*REQUIRED ACTIONS*.
(1) According to the Nepal trip text, what does the single-entry visa for trekkers and Lobuche climbers cost, and how long is it valid?
(2) List every item the Nepal trip text says goes in the trekking duffel for the trip to base camp.
(3) Reproduce the stretch of the Nepal trip text from "Q How Should" through "detail in Kathmandu.".

Generally we recommend bringing $2,000 – $3,000 USD plus a credit card to cover all potential expenses including an early departure but it is unlikely that you will need all of this. Small denominations (1’s, 5’s, 10’s and 20’s) are better and although American dollars are accepted, you can change money into Nepali rupees at change houses when you arrive. Rates are generally about the same and I’ve never encountered one that isn’t legitimate. Also, there are now quite a few ATM’s around town where you can use your card to take out local

cash at a good rate. It is much more difficult to change money, especially large sums, once in the Khumbu Valley. Please let your credit card company know you will be traveling so you can use your card (and not set off the fraud alert due to using the card in a foreign country)

Q How To Navigate Arrivals

Often just getting to Nepal can be the hardest part. Once you’re on the ground it’s time to relax. Upon exiting the plane walk to the left of the customs area and have your passport, photo, money, and visa form handy. You must pay for your visa first at the desk straight ahead and to the left before getting in the “Visa Upon Entry” line (far left of the large room). Purchase the $100, 90 day for Everest and Lhotse climbers or the $25, 30 day visa for trekkers and Lobuche climbers single entry Nepali visa.

Q How Should I Pack?

For the trip to base camp climbers will need to pack in two separate duffels: a base camp duffel and a trekking duffel. Climber’s base camp duffel will not be accessible while on the trek to Lobuche en route to base camp and should contain all of your climbing gear (crampons, axes, down suit etc) and items you won’t need until Lobuche.

Your trekking duffel will contain everything you will need for the trip to base camp including your trekking gear, rain gear, street clothes, and a light sleeping bag. Trekkers will have everything with them in one duffel. Please keep everything you will need with you such as medications and medical supplies. What will go in your trekking and base camp duffels will be covered in more detail in Kathmandu.

*GIVEN INFORMATION*.
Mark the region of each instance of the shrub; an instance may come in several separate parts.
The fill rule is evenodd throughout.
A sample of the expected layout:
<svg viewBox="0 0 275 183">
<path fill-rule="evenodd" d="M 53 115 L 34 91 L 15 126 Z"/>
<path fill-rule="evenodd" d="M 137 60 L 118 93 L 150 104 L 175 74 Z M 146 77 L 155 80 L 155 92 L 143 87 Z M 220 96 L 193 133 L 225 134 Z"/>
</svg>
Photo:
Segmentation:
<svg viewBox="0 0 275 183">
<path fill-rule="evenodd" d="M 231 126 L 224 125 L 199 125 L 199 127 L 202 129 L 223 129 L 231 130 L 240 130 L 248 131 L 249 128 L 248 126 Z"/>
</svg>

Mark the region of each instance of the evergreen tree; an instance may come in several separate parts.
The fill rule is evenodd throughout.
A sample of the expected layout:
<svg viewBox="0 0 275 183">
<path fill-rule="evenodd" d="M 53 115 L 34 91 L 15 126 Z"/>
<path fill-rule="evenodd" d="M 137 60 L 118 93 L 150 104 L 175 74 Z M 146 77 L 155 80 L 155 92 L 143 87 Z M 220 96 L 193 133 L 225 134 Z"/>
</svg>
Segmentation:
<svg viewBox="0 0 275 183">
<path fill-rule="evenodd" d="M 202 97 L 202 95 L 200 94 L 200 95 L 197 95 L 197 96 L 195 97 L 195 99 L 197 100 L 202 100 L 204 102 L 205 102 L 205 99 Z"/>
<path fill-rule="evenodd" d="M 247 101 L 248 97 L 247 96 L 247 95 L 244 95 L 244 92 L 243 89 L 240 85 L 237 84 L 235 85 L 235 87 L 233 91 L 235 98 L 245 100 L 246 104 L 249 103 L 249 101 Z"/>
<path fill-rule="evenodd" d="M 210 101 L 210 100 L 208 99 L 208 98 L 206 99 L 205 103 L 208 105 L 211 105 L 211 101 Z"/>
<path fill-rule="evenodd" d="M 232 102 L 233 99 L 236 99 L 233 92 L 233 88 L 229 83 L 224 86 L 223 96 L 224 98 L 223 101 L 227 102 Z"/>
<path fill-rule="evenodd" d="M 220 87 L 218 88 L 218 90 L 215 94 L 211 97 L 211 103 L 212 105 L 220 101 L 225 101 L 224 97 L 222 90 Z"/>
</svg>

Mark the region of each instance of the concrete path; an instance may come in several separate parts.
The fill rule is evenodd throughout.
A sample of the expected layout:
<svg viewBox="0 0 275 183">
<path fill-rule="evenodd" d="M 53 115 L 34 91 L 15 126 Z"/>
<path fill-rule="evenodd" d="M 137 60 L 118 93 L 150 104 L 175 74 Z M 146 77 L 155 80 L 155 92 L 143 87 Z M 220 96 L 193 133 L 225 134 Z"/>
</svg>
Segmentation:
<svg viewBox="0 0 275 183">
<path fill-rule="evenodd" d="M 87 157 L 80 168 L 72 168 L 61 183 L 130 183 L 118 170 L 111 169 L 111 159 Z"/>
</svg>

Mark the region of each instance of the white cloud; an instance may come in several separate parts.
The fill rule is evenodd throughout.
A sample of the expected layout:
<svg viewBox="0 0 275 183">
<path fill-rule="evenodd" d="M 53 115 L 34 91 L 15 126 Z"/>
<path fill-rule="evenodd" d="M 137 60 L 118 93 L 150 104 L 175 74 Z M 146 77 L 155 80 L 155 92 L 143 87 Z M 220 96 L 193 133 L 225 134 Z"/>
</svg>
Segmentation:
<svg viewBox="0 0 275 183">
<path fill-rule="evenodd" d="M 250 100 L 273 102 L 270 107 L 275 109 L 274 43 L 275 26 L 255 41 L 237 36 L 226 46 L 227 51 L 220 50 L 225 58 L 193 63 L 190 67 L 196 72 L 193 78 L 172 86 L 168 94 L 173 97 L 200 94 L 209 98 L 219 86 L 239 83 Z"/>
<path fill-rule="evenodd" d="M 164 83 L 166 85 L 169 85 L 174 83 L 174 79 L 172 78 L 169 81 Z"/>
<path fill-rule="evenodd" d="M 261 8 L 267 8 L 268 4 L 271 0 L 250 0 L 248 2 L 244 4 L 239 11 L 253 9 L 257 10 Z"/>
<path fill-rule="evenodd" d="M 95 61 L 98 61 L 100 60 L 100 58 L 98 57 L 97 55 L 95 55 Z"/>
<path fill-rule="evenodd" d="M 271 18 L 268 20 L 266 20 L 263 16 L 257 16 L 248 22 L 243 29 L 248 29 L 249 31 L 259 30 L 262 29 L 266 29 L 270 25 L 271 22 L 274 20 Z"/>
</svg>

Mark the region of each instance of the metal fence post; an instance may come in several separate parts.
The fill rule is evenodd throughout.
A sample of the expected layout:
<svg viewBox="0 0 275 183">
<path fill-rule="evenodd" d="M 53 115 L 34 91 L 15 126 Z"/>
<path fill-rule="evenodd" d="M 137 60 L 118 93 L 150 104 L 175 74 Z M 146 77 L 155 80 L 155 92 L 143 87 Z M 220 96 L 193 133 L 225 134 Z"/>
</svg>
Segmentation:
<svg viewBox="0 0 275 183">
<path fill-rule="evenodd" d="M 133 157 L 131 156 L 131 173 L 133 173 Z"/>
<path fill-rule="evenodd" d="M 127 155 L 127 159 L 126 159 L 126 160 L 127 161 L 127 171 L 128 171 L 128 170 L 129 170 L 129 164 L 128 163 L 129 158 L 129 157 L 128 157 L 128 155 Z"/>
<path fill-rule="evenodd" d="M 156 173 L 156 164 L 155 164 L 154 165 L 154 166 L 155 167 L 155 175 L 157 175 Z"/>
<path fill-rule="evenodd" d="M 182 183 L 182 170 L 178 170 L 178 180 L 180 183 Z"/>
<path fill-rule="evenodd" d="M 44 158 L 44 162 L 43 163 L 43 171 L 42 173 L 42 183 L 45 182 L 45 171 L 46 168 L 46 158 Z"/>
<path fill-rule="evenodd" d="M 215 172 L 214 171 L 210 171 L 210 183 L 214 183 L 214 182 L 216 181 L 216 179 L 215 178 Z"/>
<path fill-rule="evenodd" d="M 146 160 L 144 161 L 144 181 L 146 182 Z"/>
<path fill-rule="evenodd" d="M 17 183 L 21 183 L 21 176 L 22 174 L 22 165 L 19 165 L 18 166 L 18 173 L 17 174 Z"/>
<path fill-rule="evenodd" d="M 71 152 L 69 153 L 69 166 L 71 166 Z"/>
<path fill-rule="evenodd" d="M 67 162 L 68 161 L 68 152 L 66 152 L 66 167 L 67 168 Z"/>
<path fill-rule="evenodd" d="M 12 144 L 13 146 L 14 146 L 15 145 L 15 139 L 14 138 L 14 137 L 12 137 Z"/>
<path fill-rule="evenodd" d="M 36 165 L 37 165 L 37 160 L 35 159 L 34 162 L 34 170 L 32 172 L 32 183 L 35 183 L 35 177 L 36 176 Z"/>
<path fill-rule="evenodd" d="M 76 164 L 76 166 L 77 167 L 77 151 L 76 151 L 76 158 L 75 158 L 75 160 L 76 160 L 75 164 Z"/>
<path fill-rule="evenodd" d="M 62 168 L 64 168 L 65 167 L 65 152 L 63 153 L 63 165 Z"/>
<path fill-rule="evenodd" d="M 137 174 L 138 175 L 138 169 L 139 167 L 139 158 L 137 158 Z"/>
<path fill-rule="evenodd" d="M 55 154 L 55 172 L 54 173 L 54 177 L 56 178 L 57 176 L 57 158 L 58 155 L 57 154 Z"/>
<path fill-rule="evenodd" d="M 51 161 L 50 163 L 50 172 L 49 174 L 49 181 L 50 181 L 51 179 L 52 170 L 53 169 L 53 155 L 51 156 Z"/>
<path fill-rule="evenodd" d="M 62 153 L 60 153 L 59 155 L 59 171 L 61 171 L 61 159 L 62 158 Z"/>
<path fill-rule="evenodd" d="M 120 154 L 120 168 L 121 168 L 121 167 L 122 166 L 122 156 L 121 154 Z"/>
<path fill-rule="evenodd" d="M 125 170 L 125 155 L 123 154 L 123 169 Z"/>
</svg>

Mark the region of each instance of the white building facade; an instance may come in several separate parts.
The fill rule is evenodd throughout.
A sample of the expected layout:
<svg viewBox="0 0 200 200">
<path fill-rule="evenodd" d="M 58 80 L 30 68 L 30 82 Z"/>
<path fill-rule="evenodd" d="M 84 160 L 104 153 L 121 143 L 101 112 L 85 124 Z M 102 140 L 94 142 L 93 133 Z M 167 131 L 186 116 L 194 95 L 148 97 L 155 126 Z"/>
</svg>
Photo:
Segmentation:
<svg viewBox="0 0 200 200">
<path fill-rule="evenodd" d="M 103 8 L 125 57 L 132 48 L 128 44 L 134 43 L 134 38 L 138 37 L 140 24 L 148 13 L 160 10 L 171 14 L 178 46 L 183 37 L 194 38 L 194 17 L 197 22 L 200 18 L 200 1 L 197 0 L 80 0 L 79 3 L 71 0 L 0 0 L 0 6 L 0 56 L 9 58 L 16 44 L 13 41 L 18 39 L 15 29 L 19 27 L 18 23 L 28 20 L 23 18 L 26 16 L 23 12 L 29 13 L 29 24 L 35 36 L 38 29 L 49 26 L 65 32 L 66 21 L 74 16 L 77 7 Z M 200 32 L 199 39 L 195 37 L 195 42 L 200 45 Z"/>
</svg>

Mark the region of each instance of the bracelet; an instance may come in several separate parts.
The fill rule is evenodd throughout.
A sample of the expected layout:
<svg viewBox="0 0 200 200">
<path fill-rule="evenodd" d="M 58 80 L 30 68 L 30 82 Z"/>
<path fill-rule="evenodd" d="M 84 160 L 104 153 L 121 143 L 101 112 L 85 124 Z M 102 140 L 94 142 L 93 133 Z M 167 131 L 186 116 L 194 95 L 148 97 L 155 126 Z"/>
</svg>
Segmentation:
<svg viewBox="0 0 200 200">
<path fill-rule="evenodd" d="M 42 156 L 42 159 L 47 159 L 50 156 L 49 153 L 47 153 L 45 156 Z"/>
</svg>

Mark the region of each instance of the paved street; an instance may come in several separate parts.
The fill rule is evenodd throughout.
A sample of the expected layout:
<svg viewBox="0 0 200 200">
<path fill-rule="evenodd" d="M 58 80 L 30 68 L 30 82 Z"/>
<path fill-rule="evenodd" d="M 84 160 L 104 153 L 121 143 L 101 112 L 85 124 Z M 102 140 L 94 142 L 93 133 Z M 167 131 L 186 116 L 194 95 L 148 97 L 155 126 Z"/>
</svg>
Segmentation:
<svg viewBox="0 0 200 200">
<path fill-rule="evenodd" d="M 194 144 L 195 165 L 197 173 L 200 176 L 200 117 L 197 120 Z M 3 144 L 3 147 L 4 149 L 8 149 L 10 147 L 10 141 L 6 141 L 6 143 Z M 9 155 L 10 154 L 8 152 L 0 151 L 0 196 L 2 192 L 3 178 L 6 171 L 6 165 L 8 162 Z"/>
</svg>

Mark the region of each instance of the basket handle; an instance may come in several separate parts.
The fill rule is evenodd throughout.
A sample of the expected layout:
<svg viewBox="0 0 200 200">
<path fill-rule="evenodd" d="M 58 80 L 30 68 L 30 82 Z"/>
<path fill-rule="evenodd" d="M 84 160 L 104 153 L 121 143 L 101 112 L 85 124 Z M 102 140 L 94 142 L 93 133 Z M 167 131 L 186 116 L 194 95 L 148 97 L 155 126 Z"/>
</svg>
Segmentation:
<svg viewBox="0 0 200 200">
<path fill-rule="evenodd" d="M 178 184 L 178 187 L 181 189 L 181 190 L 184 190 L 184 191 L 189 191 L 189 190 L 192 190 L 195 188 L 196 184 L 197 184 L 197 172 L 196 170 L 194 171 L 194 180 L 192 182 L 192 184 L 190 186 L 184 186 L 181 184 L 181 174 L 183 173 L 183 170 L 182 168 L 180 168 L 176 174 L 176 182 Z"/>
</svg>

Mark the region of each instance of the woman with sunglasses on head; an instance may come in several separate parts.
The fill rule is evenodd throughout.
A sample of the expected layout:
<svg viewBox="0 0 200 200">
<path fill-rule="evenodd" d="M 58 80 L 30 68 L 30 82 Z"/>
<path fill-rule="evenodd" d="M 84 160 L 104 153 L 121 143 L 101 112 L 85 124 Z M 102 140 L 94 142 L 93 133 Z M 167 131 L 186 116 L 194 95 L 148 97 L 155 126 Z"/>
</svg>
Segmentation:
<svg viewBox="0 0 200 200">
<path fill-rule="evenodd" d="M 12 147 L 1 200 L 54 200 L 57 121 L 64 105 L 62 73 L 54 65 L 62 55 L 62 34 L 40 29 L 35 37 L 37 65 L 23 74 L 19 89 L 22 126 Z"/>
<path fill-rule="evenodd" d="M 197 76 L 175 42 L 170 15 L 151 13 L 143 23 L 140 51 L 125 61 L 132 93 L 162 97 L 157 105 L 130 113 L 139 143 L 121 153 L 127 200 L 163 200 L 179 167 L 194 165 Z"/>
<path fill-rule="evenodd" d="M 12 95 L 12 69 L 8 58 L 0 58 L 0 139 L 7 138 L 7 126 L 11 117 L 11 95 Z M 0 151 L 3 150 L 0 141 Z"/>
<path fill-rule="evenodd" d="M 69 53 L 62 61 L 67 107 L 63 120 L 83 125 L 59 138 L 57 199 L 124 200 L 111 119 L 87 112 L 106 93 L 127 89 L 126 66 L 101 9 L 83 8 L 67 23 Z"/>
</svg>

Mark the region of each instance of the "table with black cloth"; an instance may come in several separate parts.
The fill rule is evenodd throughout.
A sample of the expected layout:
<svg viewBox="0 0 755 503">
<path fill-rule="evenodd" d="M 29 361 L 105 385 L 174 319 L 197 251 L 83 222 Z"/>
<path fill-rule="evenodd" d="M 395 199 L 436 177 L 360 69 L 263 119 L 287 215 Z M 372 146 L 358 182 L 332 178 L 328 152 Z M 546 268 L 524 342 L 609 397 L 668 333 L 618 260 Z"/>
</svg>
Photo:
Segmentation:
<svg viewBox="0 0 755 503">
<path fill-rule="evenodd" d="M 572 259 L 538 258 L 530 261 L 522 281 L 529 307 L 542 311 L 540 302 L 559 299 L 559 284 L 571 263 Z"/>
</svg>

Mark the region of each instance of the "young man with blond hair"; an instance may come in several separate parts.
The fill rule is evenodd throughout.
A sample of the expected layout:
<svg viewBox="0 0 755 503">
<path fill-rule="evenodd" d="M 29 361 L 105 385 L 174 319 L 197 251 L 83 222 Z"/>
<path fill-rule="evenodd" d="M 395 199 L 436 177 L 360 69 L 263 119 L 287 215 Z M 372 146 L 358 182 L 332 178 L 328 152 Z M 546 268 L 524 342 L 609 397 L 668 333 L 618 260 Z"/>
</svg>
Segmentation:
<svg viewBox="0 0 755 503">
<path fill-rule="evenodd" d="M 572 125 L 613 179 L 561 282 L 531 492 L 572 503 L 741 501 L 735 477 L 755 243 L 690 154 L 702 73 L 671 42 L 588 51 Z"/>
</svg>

*RESULTS FOR EACH TASK*.
(1) It costs $25 and is valid for 30 days.

(2) Trekking gear, rain gear, street clothes, and a light sleeping bag.

(3)
Q How Should I Pack?

For the trip to base camp climbers will need to pack in two separate duffels: a base camp duffel and a trekking duffel. Climber’s base camp duffel will not be accessible while on the trek to Lobuche en route to base camp and should contain all of your climbing gear (crampons, axes, down suit etc) and items you won’t need until Lobuche.

Your trekking duffel will contain everything you will need for the trip to base camp including your trekking gear, rain gear, street clothes, and a light sleeping bag. Trekkers will have everything with them in one duffel. Please keep everything you will need with you such as medications and medical supplies. What will go in your trekking and base camp duffels will be covered in more detail in Kathmandu.